Reproduce exactly the lines below from the one containing "Read each <instance>" through the one containing "box: [660, 649, 736, 740]", including both, and nothing else.

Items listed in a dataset
————————
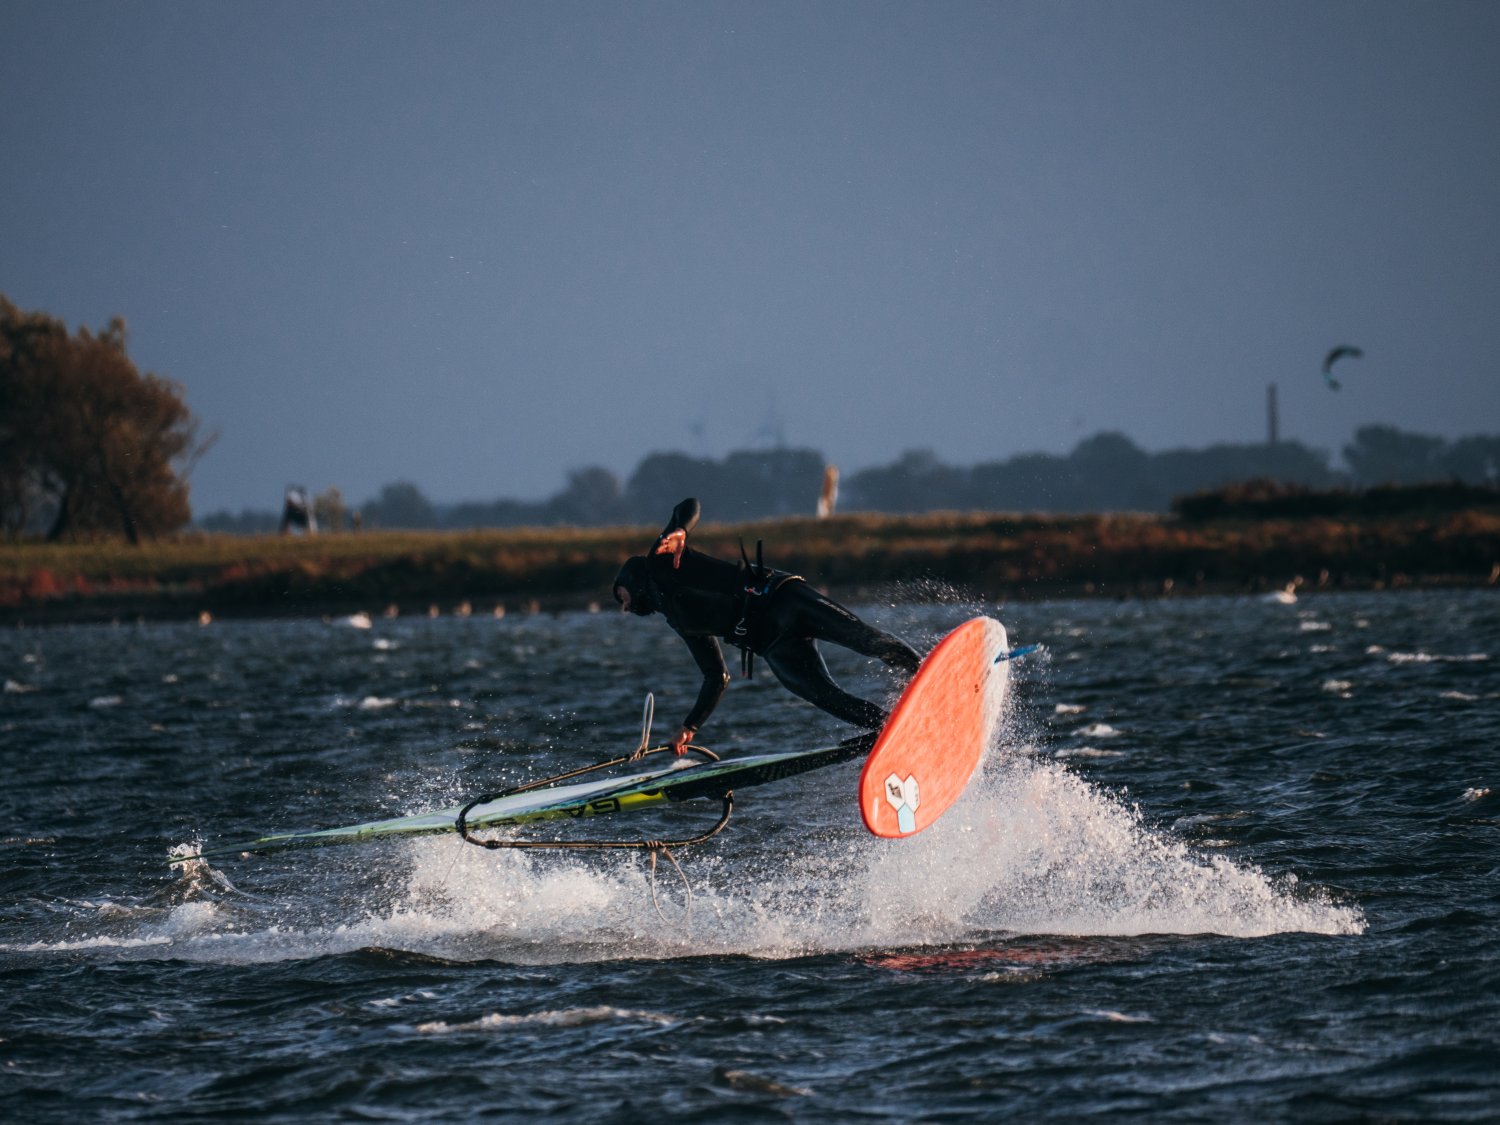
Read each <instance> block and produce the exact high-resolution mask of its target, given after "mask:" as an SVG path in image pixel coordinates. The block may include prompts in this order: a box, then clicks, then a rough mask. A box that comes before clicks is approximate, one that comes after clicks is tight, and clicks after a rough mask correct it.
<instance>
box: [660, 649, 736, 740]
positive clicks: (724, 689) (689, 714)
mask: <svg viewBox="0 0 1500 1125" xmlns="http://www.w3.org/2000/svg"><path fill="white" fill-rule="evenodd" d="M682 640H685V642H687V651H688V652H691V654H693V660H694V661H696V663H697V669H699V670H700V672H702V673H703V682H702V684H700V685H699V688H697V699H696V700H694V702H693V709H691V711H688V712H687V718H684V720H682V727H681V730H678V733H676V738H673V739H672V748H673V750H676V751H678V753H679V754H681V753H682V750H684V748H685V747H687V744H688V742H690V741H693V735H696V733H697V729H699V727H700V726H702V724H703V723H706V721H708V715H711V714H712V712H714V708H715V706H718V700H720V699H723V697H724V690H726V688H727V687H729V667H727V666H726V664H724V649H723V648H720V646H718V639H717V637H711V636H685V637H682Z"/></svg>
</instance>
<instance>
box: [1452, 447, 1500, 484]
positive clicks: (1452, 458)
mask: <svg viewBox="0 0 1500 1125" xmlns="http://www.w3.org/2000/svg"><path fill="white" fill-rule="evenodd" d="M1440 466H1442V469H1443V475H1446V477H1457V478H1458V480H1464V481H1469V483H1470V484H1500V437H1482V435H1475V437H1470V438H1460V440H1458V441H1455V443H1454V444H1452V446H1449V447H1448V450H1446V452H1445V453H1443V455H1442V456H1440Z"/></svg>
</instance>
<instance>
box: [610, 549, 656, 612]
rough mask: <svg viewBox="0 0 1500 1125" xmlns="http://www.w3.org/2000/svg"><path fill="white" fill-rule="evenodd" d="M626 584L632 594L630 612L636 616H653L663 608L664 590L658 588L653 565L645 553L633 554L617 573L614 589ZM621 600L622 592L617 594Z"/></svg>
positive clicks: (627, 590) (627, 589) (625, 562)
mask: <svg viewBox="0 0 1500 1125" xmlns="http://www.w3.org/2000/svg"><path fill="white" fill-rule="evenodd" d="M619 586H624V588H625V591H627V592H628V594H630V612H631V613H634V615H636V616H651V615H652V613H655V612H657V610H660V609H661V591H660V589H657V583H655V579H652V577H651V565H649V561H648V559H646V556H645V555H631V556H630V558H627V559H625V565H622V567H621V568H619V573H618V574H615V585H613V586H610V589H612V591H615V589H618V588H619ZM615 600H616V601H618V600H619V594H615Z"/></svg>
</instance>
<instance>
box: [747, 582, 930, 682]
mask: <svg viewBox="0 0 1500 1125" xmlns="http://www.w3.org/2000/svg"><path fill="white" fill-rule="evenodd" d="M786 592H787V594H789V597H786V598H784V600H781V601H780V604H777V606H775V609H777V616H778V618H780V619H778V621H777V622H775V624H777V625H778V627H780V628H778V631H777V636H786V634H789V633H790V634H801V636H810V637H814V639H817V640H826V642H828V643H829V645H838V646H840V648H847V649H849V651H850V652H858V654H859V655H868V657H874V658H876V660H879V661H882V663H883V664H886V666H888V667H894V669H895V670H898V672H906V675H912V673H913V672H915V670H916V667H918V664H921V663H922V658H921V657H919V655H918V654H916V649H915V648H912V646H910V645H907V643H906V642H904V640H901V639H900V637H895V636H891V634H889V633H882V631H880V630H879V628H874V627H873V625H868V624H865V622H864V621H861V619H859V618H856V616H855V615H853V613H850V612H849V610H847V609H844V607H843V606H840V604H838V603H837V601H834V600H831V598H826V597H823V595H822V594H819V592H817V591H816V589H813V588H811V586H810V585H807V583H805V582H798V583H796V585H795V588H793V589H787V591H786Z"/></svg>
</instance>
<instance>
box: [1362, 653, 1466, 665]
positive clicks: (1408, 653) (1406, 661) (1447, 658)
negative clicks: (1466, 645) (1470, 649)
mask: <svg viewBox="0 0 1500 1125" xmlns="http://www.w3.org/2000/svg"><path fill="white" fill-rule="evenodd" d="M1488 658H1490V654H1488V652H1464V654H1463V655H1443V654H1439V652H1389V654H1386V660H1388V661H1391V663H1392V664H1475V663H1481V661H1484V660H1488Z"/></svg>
————————
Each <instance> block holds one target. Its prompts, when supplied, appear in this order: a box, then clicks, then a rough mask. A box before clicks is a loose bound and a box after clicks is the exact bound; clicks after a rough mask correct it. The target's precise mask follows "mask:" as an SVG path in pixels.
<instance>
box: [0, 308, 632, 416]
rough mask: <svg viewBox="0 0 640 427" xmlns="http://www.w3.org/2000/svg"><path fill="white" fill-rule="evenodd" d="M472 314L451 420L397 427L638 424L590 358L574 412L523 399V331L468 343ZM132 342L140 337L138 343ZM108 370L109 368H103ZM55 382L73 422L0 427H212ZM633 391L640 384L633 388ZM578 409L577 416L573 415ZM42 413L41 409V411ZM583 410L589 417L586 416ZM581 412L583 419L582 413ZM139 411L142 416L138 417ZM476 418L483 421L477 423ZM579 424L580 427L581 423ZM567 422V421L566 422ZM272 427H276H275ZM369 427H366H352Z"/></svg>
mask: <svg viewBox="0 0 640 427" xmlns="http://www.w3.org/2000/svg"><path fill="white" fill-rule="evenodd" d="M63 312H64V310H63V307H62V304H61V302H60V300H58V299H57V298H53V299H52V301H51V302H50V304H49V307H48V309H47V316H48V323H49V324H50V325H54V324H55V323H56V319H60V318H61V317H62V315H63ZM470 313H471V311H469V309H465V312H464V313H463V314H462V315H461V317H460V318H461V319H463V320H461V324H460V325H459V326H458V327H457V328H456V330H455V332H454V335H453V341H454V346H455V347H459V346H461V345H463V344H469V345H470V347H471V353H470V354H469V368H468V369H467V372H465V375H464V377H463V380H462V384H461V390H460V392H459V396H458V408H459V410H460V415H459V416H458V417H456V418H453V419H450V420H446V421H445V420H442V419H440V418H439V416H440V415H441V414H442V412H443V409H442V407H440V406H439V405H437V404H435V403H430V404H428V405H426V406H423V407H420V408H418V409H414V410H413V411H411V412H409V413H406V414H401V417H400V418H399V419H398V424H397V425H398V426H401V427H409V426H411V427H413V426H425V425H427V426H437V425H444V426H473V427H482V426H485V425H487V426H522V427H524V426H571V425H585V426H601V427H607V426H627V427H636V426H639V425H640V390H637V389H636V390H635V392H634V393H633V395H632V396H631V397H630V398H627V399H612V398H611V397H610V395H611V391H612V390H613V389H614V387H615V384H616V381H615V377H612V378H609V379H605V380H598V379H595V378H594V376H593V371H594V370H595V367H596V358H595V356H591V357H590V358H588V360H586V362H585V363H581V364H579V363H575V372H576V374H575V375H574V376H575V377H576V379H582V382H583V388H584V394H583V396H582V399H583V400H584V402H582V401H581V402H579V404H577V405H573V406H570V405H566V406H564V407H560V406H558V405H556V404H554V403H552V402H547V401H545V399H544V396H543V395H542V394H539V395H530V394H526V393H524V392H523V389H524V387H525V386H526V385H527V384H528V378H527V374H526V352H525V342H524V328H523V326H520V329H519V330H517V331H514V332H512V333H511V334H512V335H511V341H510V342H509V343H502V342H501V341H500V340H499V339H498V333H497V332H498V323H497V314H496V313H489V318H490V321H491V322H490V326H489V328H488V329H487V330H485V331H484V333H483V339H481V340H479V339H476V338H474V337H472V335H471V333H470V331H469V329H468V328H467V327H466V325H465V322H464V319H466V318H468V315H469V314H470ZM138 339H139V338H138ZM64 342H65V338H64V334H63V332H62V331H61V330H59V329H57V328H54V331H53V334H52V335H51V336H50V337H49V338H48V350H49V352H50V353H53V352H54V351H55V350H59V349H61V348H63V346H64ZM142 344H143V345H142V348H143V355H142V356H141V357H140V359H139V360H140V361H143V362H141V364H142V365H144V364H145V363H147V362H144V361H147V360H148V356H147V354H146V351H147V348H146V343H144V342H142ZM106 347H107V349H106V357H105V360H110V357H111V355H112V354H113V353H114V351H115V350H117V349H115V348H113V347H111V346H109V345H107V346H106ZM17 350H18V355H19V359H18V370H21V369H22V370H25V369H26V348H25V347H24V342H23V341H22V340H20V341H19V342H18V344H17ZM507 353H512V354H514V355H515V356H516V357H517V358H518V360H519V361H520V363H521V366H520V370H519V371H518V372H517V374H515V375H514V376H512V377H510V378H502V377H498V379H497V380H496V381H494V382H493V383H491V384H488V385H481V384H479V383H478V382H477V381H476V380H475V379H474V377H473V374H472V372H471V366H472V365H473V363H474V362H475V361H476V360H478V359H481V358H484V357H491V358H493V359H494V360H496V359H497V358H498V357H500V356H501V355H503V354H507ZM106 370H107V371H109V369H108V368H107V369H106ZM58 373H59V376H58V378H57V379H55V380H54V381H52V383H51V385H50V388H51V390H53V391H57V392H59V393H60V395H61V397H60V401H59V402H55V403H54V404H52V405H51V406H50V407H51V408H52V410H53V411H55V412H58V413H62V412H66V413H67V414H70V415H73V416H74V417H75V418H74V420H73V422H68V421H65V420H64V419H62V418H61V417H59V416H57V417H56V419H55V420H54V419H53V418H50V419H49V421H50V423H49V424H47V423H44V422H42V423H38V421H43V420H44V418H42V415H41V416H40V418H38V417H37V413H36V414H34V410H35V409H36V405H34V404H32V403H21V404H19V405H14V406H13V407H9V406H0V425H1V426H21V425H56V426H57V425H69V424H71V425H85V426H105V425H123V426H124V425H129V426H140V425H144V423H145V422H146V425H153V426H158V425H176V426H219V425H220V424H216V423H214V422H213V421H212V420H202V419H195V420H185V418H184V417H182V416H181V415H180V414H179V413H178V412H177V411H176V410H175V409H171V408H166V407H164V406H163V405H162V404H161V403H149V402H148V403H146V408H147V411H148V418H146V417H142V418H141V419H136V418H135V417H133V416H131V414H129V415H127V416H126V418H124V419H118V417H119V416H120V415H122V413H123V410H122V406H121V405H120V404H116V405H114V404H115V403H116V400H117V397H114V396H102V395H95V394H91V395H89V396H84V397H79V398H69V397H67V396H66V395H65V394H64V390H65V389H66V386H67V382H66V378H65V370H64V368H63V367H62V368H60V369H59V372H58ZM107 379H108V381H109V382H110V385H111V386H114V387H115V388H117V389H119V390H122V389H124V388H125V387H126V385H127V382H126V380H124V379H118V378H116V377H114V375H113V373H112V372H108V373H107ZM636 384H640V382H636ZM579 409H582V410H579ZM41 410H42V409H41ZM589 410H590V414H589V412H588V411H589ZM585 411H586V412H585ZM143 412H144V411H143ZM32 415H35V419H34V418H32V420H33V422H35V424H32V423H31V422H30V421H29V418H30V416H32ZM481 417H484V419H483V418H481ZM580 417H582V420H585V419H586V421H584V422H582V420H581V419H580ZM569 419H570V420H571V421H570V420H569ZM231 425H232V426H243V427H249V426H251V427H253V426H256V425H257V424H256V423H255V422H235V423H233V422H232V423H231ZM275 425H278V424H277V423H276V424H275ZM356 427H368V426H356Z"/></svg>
————————
> Solution to this task
Read each <instance> block and produce the exact high-resolution mask of its target, given after "mask:" as an SVG path in image pixel coordinates. The block may include prompts in this order: a box, then clicks, then a rough mask. A box that comes before clicks is approximate, one that comes after clicks is tight, and clicks after a rough mask correct it.
<instance>
box: [660, 649, 736, 740]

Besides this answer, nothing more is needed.